>> Begin

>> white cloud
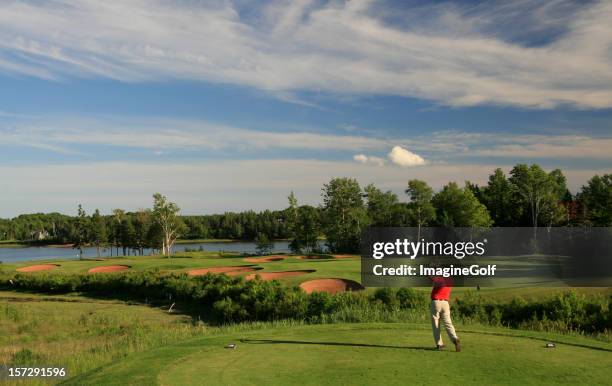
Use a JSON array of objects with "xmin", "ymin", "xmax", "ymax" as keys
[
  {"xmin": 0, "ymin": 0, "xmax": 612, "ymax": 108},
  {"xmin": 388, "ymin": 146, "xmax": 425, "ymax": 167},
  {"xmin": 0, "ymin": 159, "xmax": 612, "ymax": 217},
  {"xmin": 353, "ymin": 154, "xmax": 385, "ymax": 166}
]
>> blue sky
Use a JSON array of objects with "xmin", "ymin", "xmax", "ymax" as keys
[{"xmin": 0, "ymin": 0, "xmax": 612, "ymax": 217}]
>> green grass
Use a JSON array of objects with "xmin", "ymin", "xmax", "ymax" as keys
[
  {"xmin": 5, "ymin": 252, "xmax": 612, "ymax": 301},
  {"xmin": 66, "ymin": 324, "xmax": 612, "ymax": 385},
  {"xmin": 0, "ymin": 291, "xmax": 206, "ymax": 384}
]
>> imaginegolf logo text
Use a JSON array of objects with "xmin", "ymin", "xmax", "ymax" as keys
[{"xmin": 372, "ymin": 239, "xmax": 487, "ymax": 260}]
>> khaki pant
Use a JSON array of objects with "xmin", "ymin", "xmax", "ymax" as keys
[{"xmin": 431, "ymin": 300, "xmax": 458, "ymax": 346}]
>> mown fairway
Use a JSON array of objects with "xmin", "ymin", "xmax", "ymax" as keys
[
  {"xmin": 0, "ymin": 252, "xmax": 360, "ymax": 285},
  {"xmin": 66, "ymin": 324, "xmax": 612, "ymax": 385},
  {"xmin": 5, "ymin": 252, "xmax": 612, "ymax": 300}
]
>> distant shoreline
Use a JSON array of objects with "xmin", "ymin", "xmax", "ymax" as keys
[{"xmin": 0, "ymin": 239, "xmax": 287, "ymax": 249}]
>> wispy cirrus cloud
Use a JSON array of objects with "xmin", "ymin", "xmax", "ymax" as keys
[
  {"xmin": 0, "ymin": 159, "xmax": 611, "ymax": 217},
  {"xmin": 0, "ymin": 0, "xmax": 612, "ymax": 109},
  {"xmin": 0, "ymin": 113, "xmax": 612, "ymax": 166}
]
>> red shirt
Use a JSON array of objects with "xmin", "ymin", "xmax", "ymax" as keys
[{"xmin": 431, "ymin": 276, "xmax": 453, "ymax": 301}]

>> End
>> Begin

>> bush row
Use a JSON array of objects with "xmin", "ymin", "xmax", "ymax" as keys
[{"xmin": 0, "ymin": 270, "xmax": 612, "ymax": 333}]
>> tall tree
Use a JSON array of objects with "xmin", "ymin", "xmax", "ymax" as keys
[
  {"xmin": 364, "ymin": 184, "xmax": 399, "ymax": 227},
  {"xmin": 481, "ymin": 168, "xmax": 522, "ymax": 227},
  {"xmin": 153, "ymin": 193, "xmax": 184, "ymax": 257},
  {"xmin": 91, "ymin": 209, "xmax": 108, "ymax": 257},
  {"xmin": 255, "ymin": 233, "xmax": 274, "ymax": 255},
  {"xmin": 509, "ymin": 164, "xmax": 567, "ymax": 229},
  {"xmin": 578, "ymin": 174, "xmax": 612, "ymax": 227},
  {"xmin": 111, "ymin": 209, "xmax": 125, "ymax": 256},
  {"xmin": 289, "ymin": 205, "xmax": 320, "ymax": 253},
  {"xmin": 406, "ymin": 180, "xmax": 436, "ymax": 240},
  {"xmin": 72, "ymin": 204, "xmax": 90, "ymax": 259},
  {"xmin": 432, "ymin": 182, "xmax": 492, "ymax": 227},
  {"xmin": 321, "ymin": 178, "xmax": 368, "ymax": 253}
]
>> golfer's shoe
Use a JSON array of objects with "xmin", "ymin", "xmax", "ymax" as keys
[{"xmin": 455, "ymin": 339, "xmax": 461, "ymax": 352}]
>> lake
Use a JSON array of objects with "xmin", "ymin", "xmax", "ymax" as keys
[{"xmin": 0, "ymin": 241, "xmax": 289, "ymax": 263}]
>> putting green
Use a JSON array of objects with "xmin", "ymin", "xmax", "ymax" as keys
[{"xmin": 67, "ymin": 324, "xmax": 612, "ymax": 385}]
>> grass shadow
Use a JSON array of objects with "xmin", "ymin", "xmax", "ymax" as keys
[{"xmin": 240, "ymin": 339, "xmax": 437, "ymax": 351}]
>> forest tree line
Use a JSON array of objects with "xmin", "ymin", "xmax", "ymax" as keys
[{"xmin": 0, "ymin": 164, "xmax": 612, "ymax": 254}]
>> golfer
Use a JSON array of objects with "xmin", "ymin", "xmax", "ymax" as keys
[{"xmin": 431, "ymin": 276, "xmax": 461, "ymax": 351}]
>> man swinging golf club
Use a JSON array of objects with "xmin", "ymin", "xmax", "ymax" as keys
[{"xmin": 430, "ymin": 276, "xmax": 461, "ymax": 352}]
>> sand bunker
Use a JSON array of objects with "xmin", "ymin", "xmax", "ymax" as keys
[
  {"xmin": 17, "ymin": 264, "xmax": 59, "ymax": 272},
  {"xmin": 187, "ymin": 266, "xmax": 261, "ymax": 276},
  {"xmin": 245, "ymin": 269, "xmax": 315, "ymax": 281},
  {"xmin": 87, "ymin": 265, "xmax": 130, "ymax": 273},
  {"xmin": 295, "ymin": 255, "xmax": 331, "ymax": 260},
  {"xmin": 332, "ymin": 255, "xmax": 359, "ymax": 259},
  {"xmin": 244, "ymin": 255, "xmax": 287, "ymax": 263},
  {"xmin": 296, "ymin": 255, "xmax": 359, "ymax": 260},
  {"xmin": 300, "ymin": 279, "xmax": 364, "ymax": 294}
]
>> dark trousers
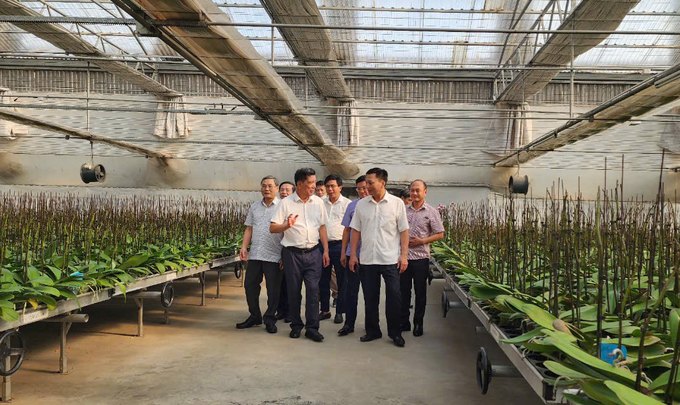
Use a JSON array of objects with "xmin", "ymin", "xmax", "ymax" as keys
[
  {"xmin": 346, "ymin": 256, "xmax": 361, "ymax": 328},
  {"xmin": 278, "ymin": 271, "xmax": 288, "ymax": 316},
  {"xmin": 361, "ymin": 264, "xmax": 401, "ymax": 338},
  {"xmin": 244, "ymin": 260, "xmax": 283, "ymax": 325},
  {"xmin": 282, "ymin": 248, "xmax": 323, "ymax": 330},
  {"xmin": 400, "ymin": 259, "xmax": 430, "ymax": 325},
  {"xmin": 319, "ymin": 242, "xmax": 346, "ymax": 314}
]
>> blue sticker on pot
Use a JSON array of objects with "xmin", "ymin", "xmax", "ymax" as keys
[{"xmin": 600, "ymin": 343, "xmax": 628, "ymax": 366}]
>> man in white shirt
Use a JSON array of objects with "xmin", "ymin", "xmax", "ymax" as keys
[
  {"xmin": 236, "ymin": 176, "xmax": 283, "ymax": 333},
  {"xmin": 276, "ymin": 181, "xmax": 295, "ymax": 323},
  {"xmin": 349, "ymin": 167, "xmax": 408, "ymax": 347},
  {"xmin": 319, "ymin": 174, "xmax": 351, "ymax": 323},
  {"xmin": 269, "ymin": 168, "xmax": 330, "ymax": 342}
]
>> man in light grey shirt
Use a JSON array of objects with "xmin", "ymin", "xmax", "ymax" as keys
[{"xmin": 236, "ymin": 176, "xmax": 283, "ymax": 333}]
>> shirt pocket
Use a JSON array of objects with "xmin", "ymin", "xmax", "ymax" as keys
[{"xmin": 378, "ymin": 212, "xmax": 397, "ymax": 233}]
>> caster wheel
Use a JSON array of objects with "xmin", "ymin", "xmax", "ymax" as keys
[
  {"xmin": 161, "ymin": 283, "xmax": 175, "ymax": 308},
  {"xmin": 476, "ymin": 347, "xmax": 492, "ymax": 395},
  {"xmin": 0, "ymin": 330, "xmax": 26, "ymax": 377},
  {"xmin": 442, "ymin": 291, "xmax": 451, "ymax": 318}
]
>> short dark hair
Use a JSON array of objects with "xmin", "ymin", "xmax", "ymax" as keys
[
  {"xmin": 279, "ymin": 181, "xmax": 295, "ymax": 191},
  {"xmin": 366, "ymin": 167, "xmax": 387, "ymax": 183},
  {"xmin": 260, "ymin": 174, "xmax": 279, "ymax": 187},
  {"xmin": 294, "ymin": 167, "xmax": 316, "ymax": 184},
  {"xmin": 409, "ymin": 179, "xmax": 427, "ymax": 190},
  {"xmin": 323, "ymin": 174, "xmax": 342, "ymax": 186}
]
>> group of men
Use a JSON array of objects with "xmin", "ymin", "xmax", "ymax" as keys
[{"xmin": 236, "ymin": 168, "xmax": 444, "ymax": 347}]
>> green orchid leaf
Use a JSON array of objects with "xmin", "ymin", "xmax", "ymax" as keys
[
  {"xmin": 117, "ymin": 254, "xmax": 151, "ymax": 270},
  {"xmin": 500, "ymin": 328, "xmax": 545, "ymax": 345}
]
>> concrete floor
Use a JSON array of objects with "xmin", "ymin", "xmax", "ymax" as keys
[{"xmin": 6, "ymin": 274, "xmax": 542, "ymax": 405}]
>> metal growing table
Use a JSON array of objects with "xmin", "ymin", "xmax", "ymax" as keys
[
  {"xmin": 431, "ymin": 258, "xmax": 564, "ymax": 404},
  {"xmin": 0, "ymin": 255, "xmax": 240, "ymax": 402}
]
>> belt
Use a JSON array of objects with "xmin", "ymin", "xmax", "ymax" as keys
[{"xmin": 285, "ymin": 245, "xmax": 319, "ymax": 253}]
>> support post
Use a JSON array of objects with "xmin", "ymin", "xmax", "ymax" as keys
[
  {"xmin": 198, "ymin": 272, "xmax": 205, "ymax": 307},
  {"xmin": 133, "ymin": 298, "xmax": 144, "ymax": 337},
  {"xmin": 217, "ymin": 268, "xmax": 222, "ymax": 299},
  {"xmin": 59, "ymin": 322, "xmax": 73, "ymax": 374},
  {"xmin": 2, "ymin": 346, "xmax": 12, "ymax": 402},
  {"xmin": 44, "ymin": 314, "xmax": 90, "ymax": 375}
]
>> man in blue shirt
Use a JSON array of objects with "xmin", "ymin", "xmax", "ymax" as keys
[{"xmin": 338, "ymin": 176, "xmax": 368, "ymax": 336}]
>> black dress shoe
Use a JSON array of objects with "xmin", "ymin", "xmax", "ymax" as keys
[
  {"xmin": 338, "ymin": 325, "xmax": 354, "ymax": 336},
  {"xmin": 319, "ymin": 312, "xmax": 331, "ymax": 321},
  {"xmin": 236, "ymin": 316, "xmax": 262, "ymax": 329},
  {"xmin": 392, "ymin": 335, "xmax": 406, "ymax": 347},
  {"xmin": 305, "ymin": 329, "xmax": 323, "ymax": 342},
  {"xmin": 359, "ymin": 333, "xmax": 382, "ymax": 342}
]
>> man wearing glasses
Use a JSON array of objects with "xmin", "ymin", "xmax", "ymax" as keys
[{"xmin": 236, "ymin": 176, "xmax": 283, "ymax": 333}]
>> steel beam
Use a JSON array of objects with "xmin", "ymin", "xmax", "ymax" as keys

>> End
>> Begin

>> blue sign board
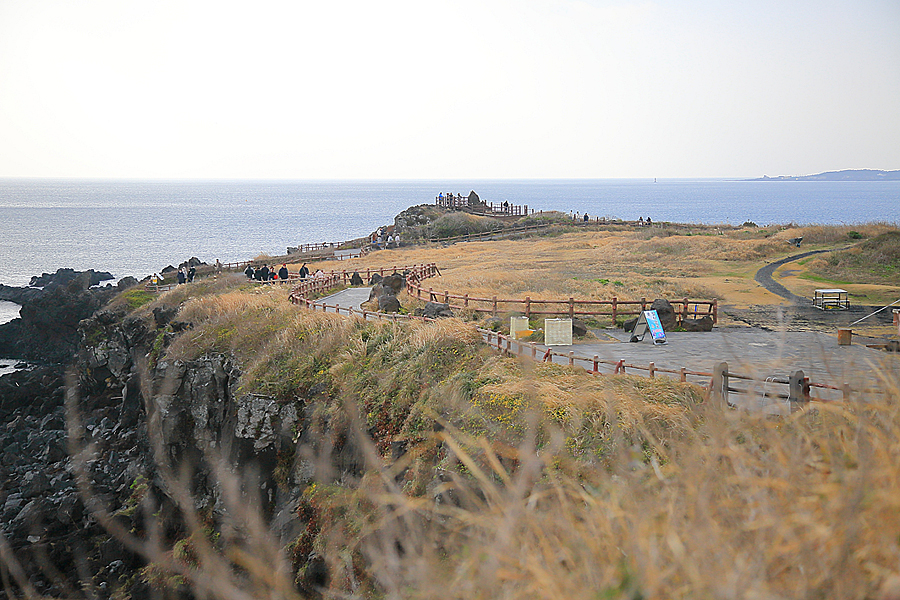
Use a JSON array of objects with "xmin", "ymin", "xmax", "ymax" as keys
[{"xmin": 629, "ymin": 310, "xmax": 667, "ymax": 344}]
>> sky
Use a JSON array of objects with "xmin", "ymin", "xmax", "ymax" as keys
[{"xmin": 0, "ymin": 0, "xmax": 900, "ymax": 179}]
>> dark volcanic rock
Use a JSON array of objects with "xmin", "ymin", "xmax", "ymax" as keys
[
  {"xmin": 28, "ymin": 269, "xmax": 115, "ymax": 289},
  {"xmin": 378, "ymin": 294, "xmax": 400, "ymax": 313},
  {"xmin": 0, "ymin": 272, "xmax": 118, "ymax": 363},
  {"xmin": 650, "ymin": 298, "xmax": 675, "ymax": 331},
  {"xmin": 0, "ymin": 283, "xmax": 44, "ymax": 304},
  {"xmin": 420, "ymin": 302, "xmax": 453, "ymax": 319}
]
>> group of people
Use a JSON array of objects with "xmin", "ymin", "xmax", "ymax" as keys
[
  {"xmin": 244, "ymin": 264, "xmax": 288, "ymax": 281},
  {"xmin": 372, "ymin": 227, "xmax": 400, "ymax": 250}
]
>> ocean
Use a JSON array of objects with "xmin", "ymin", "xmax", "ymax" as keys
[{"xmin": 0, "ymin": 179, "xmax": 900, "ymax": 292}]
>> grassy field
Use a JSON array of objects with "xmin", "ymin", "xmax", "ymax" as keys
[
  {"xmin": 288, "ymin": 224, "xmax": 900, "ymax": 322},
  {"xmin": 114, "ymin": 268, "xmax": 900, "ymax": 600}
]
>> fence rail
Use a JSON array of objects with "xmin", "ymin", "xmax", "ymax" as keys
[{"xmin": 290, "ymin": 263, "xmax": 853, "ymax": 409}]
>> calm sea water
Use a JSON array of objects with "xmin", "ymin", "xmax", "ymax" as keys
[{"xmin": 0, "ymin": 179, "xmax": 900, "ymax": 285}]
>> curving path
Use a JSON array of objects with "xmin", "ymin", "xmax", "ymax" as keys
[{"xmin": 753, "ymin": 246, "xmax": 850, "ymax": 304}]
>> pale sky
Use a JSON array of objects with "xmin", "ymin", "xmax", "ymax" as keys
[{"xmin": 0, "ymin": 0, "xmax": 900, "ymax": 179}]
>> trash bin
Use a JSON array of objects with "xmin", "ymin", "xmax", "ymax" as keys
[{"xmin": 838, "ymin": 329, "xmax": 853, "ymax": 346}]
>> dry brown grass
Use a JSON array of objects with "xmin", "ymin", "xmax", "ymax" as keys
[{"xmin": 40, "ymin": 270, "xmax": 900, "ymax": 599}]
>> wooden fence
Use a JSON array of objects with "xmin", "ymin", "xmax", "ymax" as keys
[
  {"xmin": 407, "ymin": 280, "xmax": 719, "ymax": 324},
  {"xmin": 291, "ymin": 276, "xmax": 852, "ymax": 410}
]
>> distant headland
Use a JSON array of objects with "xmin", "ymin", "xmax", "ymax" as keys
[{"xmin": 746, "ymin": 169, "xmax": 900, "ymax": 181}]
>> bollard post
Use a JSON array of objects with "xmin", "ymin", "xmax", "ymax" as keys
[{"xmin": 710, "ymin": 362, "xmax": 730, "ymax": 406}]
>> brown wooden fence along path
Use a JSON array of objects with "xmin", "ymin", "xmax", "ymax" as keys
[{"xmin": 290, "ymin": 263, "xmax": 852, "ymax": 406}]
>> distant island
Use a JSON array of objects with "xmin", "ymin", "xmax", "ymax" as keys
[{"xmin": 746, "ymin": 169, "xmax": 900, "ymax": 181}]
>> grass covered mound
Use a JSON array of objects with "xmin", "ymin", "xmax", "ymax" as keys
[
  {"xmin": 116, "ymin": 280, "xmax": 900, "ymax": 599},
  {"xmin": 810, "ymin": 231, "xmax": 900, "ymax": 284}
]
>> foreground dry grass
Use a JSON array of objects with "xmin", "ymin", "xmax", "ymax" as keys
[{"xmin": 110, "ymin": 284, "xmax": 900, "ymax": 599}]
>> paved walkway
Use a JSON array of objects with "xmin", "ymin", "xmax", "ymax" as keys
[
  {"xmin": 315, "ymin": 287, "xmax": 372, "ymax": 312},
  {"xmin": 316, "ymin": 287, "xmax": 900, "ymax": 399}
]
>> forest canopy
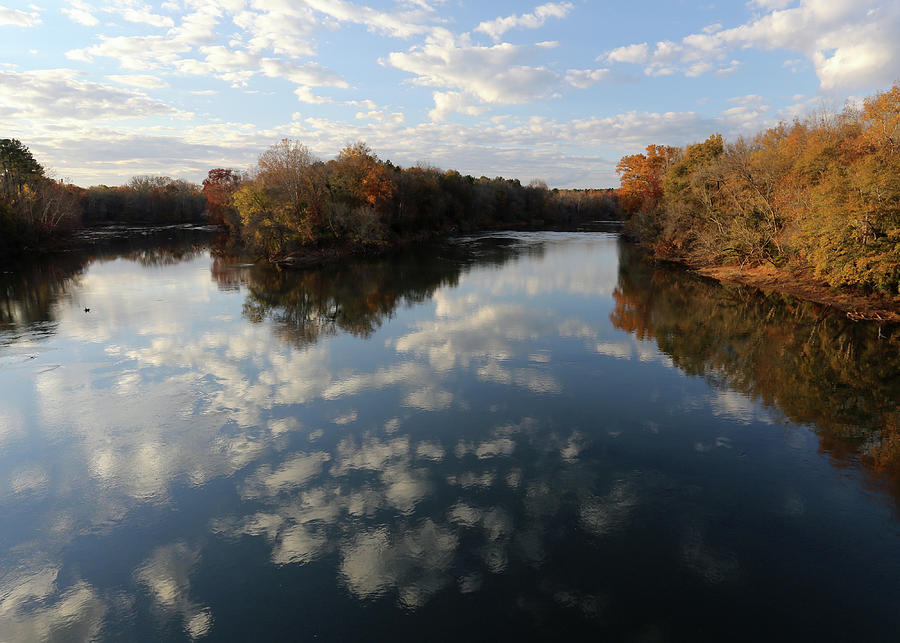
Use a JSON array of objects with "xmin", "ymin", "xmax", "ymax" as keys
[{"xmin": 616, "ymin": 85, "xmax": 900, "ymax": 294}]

>> End

= AIM =
Locate every line in the data above that contains the string "brown" and copy each of those lines.

= SOLUTION TO THE EXERCISE =
>> dry brown grass
>> brown wooden fence along path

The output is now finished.